* **YOUR OBJECTIVE**
The records below should be written out again, exactly.

-- Start THE INPUT --

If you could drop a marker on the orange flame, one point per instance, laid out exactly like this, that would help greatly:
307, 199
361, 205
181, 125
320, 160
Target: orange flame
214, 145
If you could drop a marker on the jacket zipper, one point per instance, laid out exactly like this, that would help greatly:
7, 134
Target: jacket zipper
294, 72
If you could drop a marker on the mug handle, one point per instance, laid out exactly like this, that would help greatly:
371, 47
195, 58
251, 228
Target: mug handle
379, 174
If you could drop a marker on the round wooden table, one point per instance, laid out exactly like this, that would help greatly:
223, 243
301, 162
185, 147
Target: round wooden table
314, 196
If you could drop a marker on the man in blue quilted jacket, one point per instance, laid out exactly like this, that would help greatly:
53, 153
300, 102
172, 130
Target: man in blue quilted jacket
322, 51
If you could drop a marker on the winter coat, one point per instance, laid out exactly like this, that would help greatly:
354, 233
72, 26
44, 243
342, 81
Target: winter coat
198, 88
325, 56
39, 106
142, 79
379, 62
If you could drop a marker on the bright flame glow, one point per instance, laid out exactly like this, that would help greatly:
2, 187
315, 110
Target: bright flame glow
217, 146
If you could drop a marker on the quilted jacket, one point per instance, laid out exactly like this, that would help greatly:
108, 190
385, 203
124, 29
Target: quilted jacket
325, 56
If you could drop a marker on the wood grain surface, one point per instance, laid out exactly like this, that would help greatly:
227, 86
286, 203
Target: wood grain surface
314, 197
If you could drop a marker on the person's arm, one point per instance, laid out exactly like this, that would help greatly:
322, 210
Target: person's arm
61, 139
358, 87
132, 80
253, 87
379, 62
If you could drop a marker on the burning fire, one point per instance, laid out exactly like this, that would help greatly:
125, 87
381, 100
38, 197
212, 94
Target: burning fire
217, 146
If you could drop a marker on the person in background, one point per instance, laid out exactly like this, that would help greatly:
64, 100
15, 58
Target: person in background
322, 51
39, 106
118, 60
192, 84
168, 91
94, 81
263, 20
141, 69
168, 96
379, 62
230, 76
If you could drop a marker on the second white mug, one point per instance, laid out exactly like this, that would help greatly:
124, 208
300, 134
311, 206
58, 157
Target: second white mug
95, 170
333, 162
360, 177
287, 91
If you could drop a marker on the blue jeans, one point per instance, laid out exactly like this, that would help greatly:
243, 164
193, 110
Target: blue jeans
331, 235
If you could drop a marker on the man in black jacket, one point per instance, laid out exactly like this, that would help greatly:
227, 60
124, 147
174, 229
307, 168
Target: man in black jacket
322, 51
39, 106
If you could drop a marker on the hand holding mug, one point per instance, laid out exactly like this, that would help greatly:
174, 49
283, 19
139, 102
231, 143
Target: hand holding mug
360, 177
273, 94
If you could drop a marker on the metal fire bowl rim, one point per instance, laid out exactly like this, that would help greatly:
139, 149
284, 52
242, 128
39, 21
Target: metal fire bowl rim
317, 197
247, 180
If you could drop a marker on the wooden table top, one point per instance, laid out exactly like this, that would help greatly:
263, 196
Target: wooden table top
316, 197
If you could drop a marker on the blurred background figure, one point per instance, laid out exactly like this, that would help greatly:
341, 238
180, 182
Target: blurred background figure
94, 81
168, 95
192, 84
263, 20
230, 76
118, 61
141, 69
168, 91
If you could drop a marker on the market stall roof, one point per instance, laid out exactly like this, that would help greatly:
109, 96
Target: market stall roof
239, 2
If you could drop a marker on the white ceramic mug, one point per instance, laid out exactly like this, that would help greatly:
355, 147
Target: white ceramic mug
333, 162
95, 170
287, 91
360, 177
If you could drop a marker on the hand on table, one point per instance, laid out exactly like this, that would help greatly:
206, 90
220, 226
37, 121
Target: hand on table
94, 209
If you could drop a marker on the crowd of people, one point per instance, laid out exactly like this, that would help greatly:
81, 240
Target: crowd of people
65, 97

-- End THE INPUT --

* **TASK RESPONSE**
If you could drop a marker on the orange flame, one point per instance, laid out exactly like this, that would help greatly:
307, 199
361, 205
181, 125
320, 160
Target: orange flame
214, 145
If you could drop a marker on the jacket zipper, one point per instance, laid out exactly like this, that would help greatly:
7, 134
Target: jacket zipper
294, 72
If you could drop a marker on the mug handle, one point per instance, laid out exactly like this, that would help greatly:
371, 47
195, 58
251, 228
Target: mug handle
379, 174
If you could drop a marker on the round wooden table, one point per instance, laid out exactly like this, that would help greatly:
223, 243
301, 162
185, 147
Target: round wooden table
314, 196
If you could drop a marker on the man in blue quilted jacket, one point per instance, laid out exactly like this, that would help greatly:
53, 153
300, 102
172, 130
Target: man in blue quilted jacket
322, 51
If you could drop a marker on the winter coat, one point per instance, laid out exactly like this, that would help greatly:
354, 233
72, 26
44, 243
342, 81
Target: winter coat
198, 88
325, 56
39, 106
142, 79
379, 62
If you could drop a marker on the bright flame glow, one point per instance, laid out exactly like this, that would help greatly:
2, 187
315, 110
Target: bright flame glow
217, 146
If you could drop a marker on the quilted jacket, one point per instance, laid out exactly like this, that would help greatly:
108, 190
385, 203
124, 29
Target: quilted jacket
325, 56
If you could drop a marker on the wood grain surface, one point per instance, laid out exactly like this, that would help greatly:
227, 86
286, 203
Target: wood grain surface
314, 197
If you could drop a marker on the person's arm, one point per instance, laid out exactly like this, that would help greatly:
322, 210
Target: person's arm
61, 139
358, 87
132, 80
253, 87
379, 62
If you could drop a marker on the burning fire, one point per instance, laid out exactly like this, that would help greatly:
125, 87
381, 100
38, 197
212, 94
Target: burning fire
217, 146
If you could drop a marker on the person in background, one point per instance, laid out exactly like this, that would help greatly:
64, 100
15, 58
Target: person in background
322, 51
39, 106
118, 60
192, 84
168, 91
94, 81
263, 20
141, 69
168, 96
379, 62
230, 76
If you could drop a marker on the second white mug, one point per instance, laid out exactly like this, that would help greatly:
124, 208
300, 134
311, 206
58, 157
Target: second white mug
95, 170
333, 162
360, 177
287, 91
If you could drop a marker on the blue jeans, one point per instance, laid out exactly like this, that would help greatly:
243, 164
193, 110
Target: blue jeans
331, 235
If you could drop a marker on the man in black jacket, one point per instance, laid out exactly like this, that would help greatly:
227, 60
124, 147
174, 229
307, 168
Target: man in black jacket
322, 51
39, 106
If you could drop a marker on the hand holding mug, one point per instance, laid out exactly like this, that would help greatly:
174, 49
283, 19
139, 102
231, 143
Target: hand holding mug
360, 177
273, 94
If you could drop a marker on the metal fire bowl rim, one point per instance, laid out exactly like this, that would help greatly:
139, 149
284, 52
242, 128
39, 21
Target: metal fire bowl rim
317, 197
247, 180
If you could drop a marker on the wooden table top, one point per instance, laid out exactly like this, that would help greatly:
263, 196
Target: wooden table top
316, 197
If you could drop a marker on the blurred background figure, one point per instance, laid out exactly like this, that would help greatly:
341, 238
180, 182
Target: blurred background figure
94, 81
168, 95
192, 84
263, 20
230, 76
118, 61
141, 69
168, 91
If you could drop a marker on the market stall roof, one point per instance, laid out exactly like this, that would help greatly:
109, 96
Target: market stall roof
239, 2
If you could drop a marker on the white ceramic mug, one point per instance, laid out exactly like this, that would help greatly:
355, 147
Target: white ceramic mug
333, 162
95, 170
287, 91
360, 177
If you could drop a marker on the hand on table, one point per instance, laid out exactly like this, that would help greatly:
206, 90
220, 226
37, 121
Target: hand on table
94, 209
If you could drop a marker on the crowd of people, one point per instance, laid out exactly like this, that would help greatly:
81, 240
Target: crowd of people
65, 97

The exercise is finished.